** Prompt 1 **
Please copy the rows below exactly, from the start of the rows up to and including the line with "positive clicks: (287, 134) (298, 120)".
======== Given text
I Am A Chechen by German Sadulaev
A book that melds memoir with fiction, folk tale with fantasy, Sadulaev's account of the conflict in Chechnya doesn't fit into any easy categories and is all the more exciting for it. It may not be consistent but the early sections in particular are stunning in the way they weave Chechen myth with personal testimony to create something that manages to be grand and specific at the same time. Infused with the guilt of a man who wasn't there when things were at their worst, Sadulaev uses his creativity instead to speak on behalf of a people and give voice to a conflict the like of which all too easily passes us by on the ticker tape of rolling news.
This is hardly news to anyone as the book was already well regarded by the time I came to read it at the very beginning of this year but it has remained very strong in my mind, a perfect example of why we should all read more literature in translation. Bakker's novel is written with the kind of quiet confidence that let's the reader relax in the knowledge that they are in safe hands. Reserved to the point of repression, the prose mimics the flat landscape of rural Holland but gives little hints along the way of the power that lurks beneath the surface. A farmer and his father inhabit a lonely farmhouse and the son's appalling treatment of his father leads us to wonder what might have happened in the past. Bakker expertly releases fragments from the past in his examination of love, loss and the special bond between twin brothers.
The Horseman's Word by Roger Garfitt
I don't tend to read an awful lot of non-fiction but I'm lucky that when I do it tends to be first rate. This memoir was literally forced into my hand by an excited publicist and her enthusiasm wasn't misplaced. The prose is beautiful as you might expect from a poet and its evocations of childhood innocence are heart-warming and comforting. When it follows Garfitt's misadventures at university and beyond it becomes a fascinating portrait of a mind unravelling and the writing shows the tissue-thin barriers between lunatic, lover and poet. A book that took many years to write and hone, and the passion of one publisher in particular to finally bring to print, this is a labour of love and madness that rewards the effort.
================
** Prompt 2 **
In the book reviews, who put the Roger Garfitt memoir into the reviewer's hand?
======== Given records
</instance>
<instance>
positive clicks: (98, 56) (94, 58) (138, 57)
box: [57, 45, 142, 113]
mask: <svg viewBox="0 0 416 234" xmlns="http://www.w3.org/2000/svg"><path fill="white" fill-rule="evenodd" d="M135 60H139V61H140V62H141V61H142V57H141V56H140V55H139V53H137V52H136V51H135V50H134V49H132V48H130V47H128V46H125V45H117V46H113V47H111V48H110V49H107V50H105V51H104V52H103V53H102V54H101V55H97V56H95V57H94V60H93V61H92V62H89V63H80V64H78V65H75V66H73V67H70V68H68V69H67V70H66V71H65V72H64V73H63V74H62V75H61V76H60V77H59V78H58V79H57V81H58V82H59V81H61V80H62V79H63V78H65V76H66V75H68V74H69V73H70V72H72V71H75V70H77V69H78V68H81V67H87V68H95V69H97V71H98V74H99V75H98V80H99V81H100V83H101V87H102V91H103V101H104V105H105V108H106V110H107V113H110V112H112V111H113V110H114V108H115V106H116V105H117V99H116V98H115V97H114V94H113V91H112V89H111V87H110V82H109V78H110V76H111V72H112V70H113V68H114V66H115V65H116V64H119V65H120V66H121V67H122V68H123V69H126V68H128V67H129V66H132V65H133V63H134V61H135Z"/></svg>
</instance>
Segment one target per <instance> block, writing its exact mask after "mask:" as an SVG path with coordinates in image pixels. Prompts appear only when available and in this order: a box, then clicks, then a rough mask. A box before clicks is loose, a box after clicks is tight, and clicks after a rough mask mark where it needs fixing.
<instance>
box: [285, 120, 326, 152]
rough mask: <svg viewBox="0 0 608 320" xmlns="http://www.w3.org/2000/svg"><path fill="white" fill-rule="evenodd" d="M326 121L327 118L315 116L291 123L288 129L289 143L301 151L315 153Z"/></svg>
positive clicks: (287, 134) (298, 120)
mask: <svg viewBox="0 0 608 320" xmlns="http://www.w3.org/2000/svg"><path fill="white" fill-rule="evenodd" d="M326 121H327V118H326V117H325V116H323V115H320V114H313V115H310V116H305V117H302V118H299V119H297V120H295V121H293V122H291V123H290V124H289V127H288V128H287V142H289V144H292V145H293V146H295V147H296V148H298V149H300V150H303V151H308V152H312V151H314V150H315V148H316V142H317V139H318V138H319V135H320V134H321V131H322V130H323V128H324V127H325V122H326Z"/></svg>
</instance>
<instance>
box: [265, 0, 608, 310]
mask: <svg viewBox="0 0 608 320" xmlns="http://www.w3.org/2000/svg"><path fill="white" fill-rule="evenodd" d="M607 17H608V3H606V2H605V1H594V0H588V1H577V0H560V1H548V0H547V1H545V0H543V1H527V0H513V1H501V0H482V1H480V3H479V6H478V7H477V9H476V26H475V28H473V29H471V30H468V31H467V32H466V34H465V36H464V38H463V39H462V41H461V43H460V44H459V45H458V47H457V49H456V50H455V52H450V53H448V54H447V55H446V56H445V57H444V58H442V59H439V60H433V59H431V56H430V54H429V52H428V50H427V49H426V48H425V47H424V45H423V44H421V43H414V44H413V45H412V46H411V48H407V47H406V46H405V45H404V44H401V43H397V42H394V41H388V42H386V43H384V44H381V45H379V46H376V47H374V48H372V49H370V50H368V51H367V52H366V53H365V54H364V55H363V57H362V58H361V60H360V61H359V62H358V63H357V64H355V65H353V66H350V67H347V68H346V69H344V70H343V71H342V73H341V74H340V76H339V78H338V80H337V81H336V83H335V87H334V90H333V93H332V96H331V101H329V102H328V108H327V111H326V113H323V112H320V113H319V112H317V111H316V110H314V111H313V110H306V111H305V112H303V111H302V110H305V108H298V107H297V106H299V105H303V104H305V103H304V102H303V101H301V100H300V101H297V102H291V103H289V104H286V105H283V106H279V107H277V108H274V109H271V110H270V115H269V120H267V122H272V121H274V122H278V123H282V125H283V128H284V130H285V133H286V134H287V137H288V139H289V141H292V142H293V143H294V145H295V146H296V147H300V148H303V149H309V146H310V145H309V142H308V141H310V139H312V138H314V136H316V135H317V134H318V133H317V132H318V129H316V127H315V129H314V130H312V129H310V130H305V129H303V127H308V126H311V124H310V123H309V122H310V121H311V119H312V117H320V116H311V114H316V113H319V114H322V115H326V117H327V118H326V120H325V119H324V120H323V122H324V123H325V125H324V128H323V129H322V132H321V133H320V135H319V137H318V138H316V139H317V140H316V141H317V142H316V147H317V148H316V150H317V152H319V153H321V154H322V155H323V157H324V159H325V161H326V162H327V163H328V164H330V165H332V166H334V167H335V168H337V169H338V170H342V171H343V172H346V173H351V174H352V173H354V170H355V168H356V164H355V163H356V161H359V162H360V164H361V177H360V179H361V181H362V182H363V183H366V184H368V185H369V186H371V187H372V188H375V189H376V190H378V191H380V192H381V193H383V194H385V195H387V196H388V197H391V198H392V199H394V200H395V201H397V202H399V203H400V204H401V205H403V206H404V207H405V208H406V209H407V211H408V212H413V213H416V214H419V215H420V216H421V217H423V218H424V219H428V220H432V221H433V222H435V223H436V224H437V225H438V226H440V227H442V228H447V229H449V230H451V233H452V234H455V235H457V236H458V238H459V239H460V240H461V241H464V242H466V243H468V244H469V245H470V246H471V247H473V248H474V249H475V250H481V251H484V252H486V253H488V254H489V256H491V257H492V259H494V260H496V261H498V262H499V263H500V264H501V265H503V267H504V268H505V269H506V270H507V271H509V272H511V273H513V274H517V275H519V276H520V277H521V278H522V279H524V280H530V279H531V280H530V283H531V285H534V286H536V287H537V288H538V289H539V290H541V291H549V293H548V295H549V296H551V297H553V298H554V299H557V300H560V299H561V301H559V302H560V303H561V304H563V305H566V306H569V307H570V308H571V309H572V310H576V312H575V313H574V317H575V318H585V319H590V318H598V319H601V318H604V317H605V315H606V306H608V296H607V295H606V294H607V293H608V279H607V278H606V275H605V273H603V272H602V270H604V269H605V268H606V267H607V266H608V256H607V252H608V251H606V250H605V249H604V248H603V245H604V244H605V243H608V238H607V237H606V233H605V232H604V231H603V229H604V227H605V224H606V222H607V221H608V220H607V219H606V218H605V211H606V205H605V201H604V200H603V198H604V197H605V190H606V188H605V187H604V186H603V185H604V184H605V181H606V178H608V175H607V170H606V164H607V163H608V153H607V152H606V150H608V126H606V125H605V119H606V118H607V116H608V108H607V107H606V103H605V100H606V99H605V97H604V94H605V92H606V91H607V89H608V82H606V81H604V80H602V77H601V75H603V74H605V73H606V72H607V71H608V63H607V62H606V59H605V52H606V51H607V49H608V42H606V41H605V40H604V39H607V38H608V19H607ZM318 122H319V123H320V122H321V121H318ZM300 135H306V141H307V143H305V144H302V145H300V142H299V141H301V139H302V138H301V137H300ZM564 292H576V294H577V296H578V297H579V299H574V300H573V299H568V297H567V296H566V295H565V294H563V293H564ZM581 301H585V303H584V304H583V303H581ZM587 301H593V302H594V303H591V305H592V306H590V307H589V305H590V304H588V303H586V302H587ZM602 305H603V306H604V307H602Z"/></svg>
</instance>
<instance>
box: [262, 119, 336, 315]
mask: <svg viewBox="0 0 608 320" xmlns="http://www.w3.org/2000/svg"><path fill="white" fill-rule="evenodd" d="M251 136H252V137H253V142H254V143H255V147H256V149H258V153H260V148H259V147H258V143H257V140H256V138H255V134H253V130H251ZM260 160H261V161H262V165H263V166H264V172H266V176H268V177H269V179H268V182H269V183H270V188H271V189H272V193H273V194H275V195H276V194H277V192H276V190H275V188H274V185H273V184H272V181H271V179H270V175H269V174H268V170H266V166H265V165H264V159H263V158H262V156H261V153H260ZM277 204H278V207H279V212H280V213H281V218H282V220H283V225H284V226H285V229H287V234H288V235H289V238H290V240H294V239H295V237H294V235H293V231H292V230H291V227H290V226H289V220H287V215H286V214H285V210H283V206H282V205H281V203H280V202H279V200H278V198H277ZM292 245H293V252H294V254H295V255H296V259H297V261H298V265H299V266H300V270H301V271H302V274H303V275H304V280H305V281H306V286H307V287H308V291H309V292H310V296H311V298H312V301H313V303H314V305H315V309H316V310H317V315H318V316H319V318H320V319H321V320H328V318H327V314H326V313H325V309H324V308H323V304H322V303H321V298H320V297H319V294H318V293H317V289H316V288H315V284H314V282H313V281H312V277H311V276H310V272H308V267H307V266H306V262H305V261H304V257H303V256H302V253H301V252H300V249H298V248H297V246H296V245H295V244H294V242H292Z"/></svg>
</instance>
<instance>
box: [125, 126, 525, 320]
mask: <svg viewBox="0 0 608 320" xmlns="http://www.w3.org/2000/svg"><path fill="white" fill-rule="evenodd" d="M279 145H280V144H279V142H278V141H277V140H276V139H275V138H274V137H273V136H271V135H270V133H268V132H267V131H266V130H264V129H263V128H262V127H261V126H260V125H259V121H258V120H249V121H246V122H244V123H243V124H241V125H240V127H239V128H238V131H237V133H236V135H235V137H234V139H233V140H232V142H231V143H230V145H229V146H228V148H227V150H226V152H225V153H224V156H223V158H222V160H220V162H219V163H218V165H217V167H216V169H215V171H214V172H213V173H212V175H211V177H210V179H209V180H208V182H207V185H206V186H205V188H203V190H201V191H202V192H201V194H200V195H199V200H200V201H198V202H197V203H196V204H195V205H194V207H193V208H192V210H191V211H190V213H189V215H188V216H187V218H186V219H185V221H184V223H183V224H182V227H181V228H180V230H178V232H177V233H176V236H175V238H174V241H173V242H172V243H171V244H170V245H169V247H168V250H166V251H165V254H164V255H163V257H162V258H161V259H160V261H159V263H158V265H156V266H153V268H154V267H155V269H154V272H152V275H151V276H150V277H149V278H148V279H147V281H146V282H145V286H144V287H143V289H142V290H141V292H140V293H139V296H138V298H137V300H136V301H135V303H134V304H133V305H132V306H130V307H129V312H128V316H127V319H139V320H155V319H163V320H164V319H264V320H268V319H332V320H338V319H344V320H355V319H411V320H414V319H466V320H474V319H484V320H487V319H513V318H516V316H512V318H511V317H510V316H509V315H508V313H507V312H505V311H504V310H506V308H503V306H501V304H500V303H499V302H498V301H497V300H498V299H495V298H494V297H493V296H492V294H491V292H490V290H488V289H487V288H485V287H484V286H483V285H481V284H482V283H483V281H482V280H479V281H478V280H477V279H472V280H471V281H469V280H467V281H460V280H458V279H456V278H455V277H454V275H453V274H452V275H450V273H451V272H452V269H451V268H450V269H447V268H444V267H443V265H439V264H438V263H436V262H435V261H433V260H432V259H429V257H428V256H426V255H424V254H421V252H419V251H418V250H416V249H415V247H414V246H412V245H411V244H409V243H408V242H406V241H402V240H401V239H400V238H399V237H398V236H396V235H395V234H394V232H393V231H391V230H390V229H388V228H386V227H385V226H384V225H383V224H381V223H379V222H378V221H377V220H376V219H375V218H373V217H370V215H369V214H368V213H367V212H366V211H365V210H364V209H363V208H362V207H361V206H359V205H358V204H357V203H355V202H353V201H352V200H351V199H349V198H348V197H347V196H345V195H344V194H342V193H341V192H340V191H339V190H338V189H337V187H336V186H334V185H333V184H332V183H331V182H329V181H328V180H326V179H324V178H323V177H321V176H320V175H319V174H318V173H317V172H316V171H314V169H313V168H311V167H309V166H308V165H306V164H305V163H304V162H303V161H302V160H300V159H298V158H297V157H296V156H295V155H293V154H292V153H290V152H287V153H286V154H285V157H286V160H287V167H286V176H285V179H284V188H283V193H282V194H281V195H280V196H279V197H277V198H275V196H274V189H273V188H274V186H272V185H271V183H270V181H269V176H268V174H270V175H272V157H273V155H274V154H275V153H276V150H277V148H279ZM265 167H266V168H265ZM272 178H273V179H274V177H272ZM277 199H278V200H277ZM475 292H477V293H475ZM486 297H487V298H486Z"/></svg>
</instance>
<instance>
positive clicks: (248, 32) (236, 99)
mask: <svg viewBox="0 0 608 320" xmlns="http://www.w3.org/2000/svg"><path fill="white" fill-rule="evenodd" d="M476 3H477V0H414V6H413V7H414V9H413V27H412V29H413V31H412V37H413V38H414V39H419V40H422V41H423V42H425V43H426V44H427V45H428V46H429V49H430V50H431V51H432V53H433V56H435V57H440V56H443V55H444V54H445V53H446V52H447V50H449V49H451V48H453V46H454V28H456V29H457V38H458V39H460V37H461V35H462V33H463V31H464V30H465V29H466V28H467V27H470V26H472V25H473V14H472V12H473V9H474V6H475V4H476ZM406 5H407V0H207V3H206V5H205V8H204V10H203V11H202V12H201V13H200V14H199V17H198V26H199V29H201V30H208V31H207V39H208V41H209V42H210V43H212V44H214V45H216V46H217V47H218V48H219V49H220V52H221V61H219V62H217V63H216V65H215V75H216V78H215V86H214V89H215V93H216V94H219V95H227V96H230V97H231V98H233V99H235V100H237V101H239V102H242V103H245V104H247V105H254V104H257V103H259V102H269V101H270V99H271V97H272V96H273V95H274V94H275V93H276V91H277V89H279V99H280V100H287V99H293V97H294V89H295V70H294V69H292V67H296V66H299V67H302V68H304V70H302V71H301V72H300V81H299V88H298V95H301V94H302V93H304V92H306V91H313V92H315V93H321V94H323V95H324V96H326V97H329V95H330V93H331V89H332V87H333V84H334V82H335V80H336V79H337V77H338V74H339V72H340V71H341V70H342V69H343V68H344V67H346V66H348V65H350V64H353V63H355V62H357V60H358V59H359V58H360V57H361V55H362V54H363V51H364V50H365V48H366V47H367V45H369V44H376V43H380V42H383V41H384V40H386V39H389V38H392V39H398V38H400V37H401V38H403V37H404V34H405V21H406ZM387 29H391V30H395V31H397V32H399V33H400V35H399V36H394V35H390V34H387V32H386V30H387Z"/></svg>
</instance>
================
** Task output 1 **
</instance>
<instance>
positive clicks: (98, 56) (94, 58) (138, 57)
box: [57, 45, 142, 113]
mask: <svg viewBox="0 0 416 234" xmlns="http://www.w3.org/2000/svg"><path fill="white" fill-rule="evenodd" d="M135 60H139V61H140V62H141V61H142V57H141V56H140V55H139V53H137V52H136V51H135V50H134V49H132V48H130V47H128V46H125V45H117V46H113V47H111V48H110V49H107V50H105V51H104V52H103V53H102V54H101V55H97V56H95V57H94V60H93V61H92V62H89V63H80V64H78V65H75V66H73V67H70V68H68V69H67V70H66V71H65V72H64V73H63V74H62V75H61V76H60V77H59V78H58V79H57V81H58V82H59V81H61V80H62V79H63V78H65V76H66V75H68V74H69V73H70V72H72V71H75V70H77V69H78V68H81V67H87V68H95V69H97V71H98V74H99V75H98V80H99V81H100V83H101V87H102V91H103V101H104V105H105V108H106V110H107V113H110V112H112V111H113V110H114V108H115V106H116V105H117V99H116V98H115V97H114V94H113V91H112V89H111V87H110V82H109V78H110V76H111V72H112V70H113V68H114V66H115V65H116V64H119V65H120V66H121V67H122V68H123V69H126V68H128V67H129V66H132V65H133V63H134V61H135Z"/></svg>
</instance>
Segment one target per <instance> block, writing its exact mask after "mask:" as an SVG path with coordinates in image pixels. Prompts appear only when available and in this order: a box, then clicks, then a rough mask. A box before clicks is loose, a box after clicks is tight, and clicks after a rough mask mark where it needs fixing.
<instance>
box: [285, 120, 326, 152]
rough mask: <svg viewBox="0 0 608 320" xmlns="http://www.w3.org/2000/svg"><path fill="white" fill-rule="evenodd" d="M326 121L327 118L315 116L291 123L288 129L289 143L301 151L315 153Z"/></svg>
positive clicks: (287, 134) (298, 120)

** Task output 2 **
An excited publicist.